### READING TEXT
○ ○ ○ ○ ○

EP by Beth Ditto
- Released: January 10, 2011
- Genre: Electropop; dance-pop;
- Length: 15:24
- Label: Deconstruction
- Producer: James Ford; Jas Shaw;

Beth Ditto chronology
|  | EP (2011) | Fake Sugar (2017) |

= EP (Beth Ditto EP) =

EP is the debut solo release by American singer Beth Ditto. Released on January 10, 2011, through Deconstruction Records, the EP was produced by James Ford and Jas Shaw of Simian Mobile Disco.

==Composition==
The EP features an electropop and dance-pop sound. According to AllMusic, the EP "takes its cue from the glossy dancefloors of the early Chicago house scene rather than the lo-fi garage rock of the '80s." AllMusic also reported that the track "I Wrote the Book" features "squelchy analog synths and retro house beats and described the track "Do You Need Someone" as "an atmospheric slice of new wave disco." NOW thought that the EP's "restrained approach perfectly fits with Simian Mobile Disco's dark, minimal groove contributions, which recall 80s synth pop but with fatter, modern bass lines."

○ ○ ○ ○ ○

### WHAT TO WORK ON
A – In the article on Beth Ditto's EP, which two people produced the EP?
B – Carry on the article about Beth Ditto's EP, picking up after its final sentence.

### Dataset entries
○ ○ ○ ○ ○

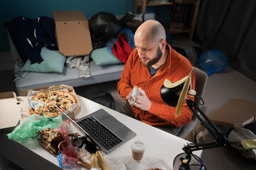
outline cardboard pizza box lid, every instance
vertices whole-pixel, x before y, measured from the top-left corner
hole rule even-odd
[[[208,117],[218,125],[231,128],[242,128],[256,118],[256,103],[237,98]]]
[[[78,11],[54,11],[59,52],[65,57],[88,55],[92,50],[89,23]]]
[[[0,132],[11,132],[28,117],[28,108],[26,97],[16,96],[13,91],[0,93]]]
[[[61,84],[25,90],[21,91],[21,96],[17,96],[13,91],[0,93],[0,133],[11,132],[21,121],[29,116],[28,109],[30,106],[28,101],[28,94],[29,91],[56,88],[68,89],[77,98],[78,106],[73,112],[67,114],[71,118],[75,118],[81,110],[81,105],[72,86]],[[66,118],[63,117],[63,119],[65,120]]]

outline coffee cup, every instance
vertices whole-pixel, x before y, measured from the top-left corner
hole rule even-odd
[[[131,148],[132,158],[137,162],[140,162],[146,149],[145,144],[142,141],[135,141],[132,144]]]

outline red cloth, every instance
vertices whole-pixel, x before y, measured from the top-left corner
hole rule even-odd
[[[127,62],[128,57],[132,51],[131,46],[125,40],[123,33],[120,33],[119,39],[111,50],[112,50],[112,53],[124,63]]]

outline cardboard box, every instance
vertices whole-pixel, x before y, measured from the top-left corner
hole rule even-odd
[[[12,91],[0,93],[0,133],[11,132],[20,121],[28,117],[27,97]]]
[[[29,91],[53,90],[60,88],[68,89],[77,98],[78,106],[73,112],[67,114],[72,118],[75,118],[81,110],[81,105],[72,86],[62,84],[25,90],[21,91],[21,96],[16,96],[16,94],[12,91],[0,93],[0,133],[11,132],[21,121],[29,116],[30,106],[28,101]],[[63,119],[66,120],[63,117]]]
[[[53,13],[59,52],[65,57],[88,55],[92,50],[87,19],[81,11]]]

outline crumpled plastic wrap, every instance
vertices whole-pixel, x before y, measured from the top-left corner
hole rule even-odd
[[[37,133],[38,130],[41,131],[47,128],[58,128],[63,121],[61,115],[55,118],[48,118],[32,115],[23,120],[11,133],[7,134],[7,136],[9,139],[14,140],[36,137],[39,135]]]

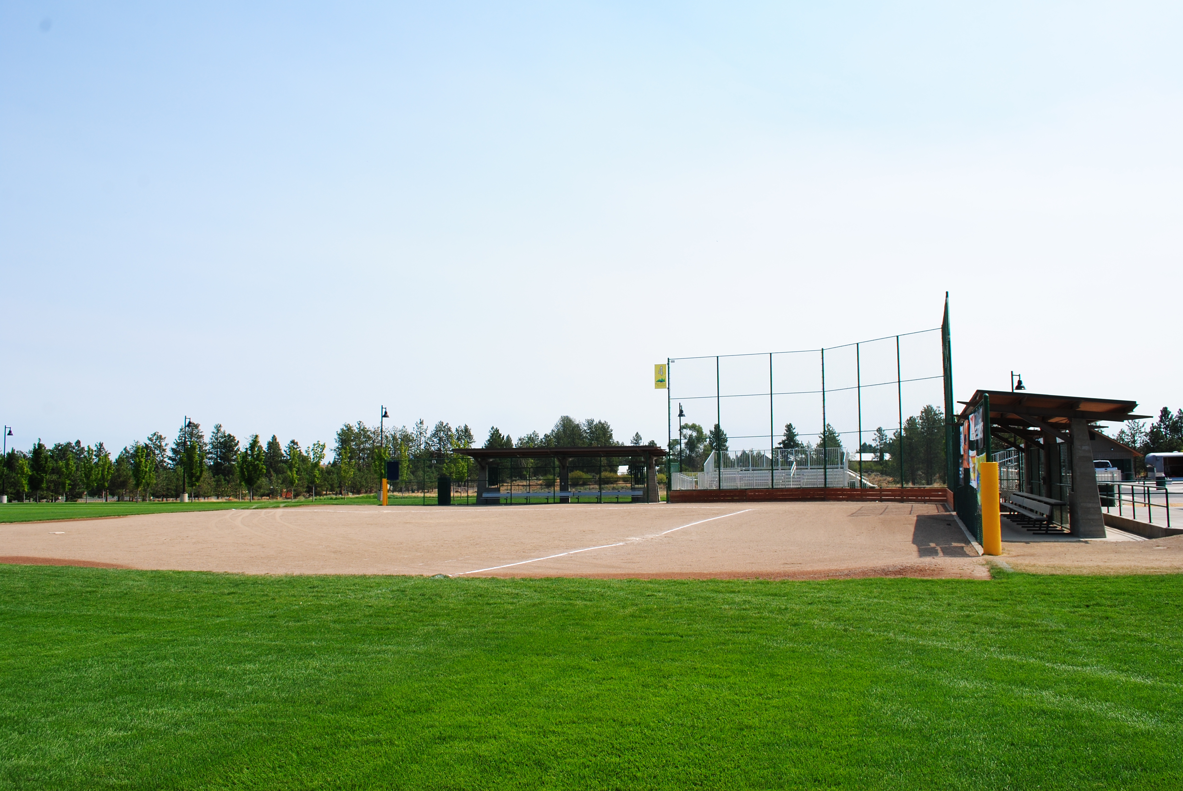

○ ○ ○ ○ ○

### TASK RESPONSES
A – James Ford and Jas Shaw of Simian Mobile Disco.

B –
==Critical reception==

The EP generally received positive reviews. At Metacritic, which assigns a normalized rating out of 100 to reviews from critics, the album received an average score of 80, based on seven reviews, indicating "generally positive reviews". AllMusic critic Jon O'Brien wrote: "If this is the precursor to a full-blown album, then Ditto couldn't have whetted the appetite any more." NOWs Kevin Ritchie described the EP as "a beautiful, sophisticated effort that gets richer with each listen" and "a welcome reprieve from most of today's club-oriented pop music, which too often has all the subtly of a chainsaw to the brain." Slant Magazine critic Huw Jones stated: "Despite wearing the crown of music’s most feral female talent, Ditto excels with EP because of her straightforward singing. She is near pitch-perfect with every turn, and seems to relish the opportunity to flex her vocal cords in this electronic environment." Sputnikmusic's emeritus critic Conrad Tao thought that "for its obvious melodic strengths, EP is a tease, slowly removing one layer at a time until its heart is revealed."

Andy Gill of The Independent was rather mixed in his assessment of the EP, stating: "Though inspired by Grace Jones's new-wave disco torch-songs, the results are markedly dissimilar: Ditto's far too engaged a singer to emulate Jones's aloof cool."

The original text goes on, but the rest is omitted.